Print every entry below word for word, leaving out the pictures.

• • •

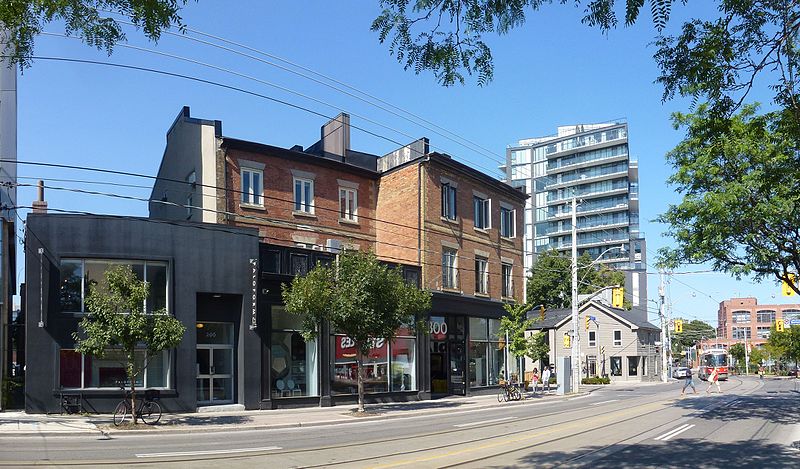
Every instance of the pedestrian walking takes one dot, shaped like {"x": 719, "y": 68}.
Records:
{"x": 713, "y": 379}
{"x": 546, "y": 379}
{"x": 688, "y": 382}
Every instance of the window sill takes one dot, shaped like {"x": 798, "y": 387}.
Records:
{"x": 303, "y": 214}
{"x": 345, "y": 221}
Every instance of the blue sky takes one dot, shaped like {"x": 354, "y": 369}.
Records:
{"x": 552, "y": 71}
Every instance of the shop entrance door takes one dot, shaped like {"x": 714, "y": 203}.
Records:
{"x": 214, "y": 363}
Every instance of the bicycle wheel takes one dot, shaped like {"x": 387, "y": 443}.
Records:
{"x": 150, "y": 412}
{"x": 120, "y": 413}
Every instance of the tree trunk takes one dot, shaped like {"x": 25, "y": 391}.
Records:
{"x": 360, "y": 364}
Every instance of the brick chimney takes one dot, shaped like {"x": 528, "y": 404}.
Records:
{"x": 40, "y": 206}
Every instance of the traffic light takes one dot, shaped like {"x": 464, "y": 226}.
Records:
{"x": 617, "y": 295}
{"x": 786, "y": 288}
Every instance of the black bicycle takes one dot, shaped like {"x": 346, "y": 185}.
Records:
{"x": 148, "y": 410}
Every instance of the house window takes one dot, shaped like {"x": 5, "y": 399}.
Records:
{"x": 508, "y": 287}
{"x": 348, "y": 204}
{"x": 481, "y": 276}
{"x": 482, "y": 212}
{"x": 448, "y": 201}
{"x": 303, "y": 195}
{"x": 506, "y": 222}
{"x": 252, "y": 186}
{"x": 449, "y": 271}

• • •

● **Result for this task**
Every instance of the pedestrian walking takes one dot, shaped like {"x": 719, "y": 68}.
Records:
{"x": 713, "y": 379}
{"x": 546, "y": 379}
{"x": 688, "y": 382}
Every instance of the window sill takes one dot, shaped like {"x": 798, "y": 387}.
Records:
{"x": 303, "y": 214}
{"x": 345, "y": 221}
Every instance of the blue sky takes one dot, shaped like {"x": 354, "y": 369}.
Records:
{"x": 552, "y": 71}
Every instance of the shop entrance door takes one dot, shaped like {"x": 714, "y": 203}.
Records:
{"x": 214, "y": 363}
Every instance of the bicycle wheel takes one dot, shaped like {"x": 387, "y": 443}.
Records:
{"x": 150, "y": 412}
{"x": 120, "y": 413}
Every instance of the tree trunk takes one dot, shaped like {"x": 25, "y": 391}.
Records:
{"x": 360, "y": 364}
Every instance of the brick chimney takes one dot, shaped like {"x": 528, "y": 404}.
Records:
{"x": 40, "y": 206}
Every instance of the traffic light takes one dot, shaped like {"x": 464, "y": 226}.
Records:
{"x": 617, "y": 295}
{"x": 786, "y": 288}
Every instance of the black bicycle takes one dot, shaped like {"x": 346, "y": 185}.
Records:
{"x": 148, "y": 410}
Every instance of the house window takes one dot, shaped like {"x": 5, "y": 399}.
Records:
{"x": 508, "y": 287}
{"x": 348, "y": 204}
{"x": 481, "y": 276}
{"x": 482, "y": 212}
{"x": 448, "y": 201}
{"x": 303, "y": 195}
{"x": 506, "y": 222}
{"x": 252, "y": 186}
{"x": 449, "y": 271}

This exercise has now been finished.